▶ Coordinate annotation entries
☆ ☆ ☆

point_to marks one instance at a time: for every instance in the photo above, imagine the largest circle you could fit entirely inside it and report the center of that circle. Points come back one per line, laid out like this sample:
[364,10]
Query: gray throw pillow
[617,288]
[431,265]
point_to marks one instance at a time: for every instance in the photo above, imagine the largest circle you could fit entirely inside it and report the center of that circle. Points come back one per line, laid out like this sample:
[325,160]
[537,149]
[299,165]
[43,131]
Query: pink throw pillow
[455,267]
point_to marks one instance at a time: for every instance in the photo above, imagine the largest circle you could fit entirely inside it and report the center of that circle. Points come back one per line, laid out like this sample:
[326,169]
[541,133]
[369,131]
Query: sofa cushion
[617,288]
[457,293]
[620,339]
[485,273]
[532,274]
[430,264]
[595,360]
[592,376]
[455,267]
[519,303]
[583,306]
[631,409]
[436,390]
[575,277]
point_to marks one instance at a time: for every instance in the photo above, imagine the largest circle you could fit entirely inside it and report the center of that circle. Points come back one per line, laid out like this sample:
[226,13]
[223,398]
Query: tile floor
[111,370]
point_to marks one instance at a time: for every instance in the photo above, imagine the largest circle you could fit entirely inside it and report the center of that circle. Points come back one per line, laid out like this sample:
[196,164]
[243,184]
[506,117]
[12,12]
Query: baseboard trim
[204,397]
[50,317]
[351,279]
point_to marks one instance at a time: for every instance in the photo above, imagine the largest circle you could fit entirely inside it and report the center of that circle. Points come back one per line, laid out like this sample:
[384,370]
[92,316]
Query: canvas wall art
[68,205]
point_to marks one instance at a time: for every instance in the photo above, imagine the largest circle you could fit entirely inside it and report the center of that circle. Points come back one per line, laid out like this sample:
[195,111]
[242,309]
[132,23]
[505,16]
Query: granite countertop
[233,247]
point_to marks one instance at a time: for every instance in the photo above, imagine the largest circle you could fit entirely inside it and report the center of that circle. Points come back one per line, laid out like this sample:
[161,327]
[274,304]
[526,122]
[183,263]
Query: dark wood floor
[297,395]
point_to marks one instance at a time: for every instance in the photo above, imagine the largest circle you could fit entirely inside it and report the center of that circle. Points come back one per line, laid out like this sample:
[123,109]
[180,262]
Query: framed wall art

☆ ☆ ☆

▶ Work to complete
Repeat the listing above without any change.

▶ Written answer
point_to marks one instance at a time: for every instance in the photo above, imagine the largest circle you could fit entirely inside it and report the center of that circle. Points come back one per line, laid out like this sample:
[364,10]
Query: gray throw pillow
[617,288]
[431,265]
point_to marks one instance at a time: for every instance in the photo above, imagine the largest circle you could fit entirely inside it and report the center of that circle. Points come back one per line, laid out like this sample:
[325,160]
[537,149]
[299,165]
[43,131]
Query: pink throw pillow
[455,267]
point_to marks one instance at a time: for every instance in the photo above, imagine the largest circle you could fit entirely inside it and report the center of that circle. Points come back one per line, laid out like this sample:
[326,169]
[541,133]
[369,131]
Query: sofa cushion
[617,288]
[457,293]
[620,339]
[485,273]
[532,274]
[430,264]
[595,360]
[592,376]
[455,267]
[519,303]
[583,306]
[631,409]
[436,390]
[575,277]
point_to marks one instance at a time: for every instance in the photo above, imagine the largest circle you could fit entirely inside it and report the center of that circle. Points come back one per line, laid out like this sample:
[226,13]
[223,398]
Query: tile floor
[111,370]
point_to marks one instance at a time: for every instance in the photo above, imagine the largest circle you could fit entirely inside it and report the center of that circle. Points come back one per line, laid out like this sample:
[196,164]
[243,184]
[506,117]
[12,12]
Query: baseboard trim
[204,397]
[50,317]
[351,279]
point_to marks one instance at a time: for every instance in the photo above, imagine the largest circle you could fit entirely inside it and report the center of that circle. Points come back one per line, laid out like this sample:
[384,370]
[92,316]
Query: canvas wall art
[68,205]
point_to marks one instance at a time: for every instance in the photo above, imagine the largest circle you could fit entirely inside it and report the center of that circle. Points come back one per line, laid out like this sample:
[195,111]
[242,309]
[132,23]
[505,16]
Query: granite countertop
[233,247]
point_to marks one instance at a time: for every instance in the photo above, imagine the largest circle you could fit entirely inside it and report the center of that circle. Points come back one per line, laid out like this sample:
[161,327]
[274,304]
[526,122]
[183,263]
Query: dark wood floor
[297,395]
point_to marks one instance at a time: for every instance in the photo above, imagine the largest circle you could fit entirely inside it and report the center of that circle. Points come back one per line, laid out like this sample:
[123,109]
[180,262]
Query: framed wall art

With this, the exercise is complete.